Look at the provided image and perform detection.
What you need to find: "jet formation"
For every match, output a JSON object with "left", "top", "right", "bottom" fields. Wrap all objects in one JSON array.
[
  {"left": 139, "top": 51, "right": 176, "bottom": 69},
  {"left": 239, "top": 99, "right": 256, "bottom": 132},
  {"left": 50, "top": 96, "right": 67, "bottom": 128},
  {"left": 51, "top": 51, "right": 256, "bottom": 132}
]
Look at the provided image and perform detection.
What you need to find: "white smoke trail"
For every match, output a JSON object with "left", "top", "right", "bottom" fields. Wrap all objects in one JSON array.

...

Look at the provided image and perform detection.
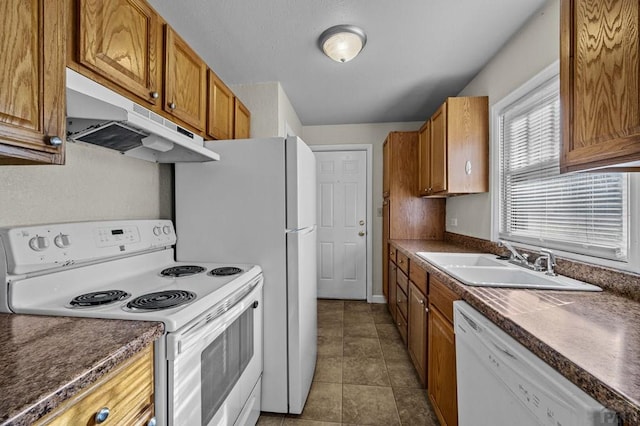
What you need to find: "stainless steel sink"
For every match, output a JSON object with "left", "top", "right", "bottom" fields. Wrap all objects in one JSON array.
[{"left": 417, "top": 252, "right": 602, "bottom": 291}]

* * *

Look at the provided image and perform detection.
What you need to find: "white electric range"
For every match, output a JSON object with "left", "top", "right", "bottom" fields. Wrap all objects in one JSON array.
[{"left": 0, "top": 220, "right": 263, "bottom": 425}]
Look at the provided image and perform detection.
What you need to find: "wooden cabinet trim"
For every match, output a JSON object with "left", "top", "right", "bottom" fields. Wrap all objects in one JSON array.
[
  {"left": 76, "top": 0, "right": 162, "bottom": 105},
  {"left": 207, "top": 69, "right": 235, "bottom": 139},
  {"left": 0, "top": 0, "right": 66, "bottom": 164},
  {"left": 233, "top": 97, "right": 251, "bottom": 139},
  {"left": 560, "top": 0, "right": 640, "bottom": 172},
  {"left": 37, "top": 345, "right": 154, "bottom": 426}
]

* Exercise directions *
Collect each line in the records above that contains the string "need", treating uppercase and lowercase as different.

* The completed task *
What you need to find: "jet formation"
What you need to find: "white smoke trail"
What you need to find: "stainless steel sink"
What you need to find: "white electric range"
What you need to find: "wooden cabinet trim"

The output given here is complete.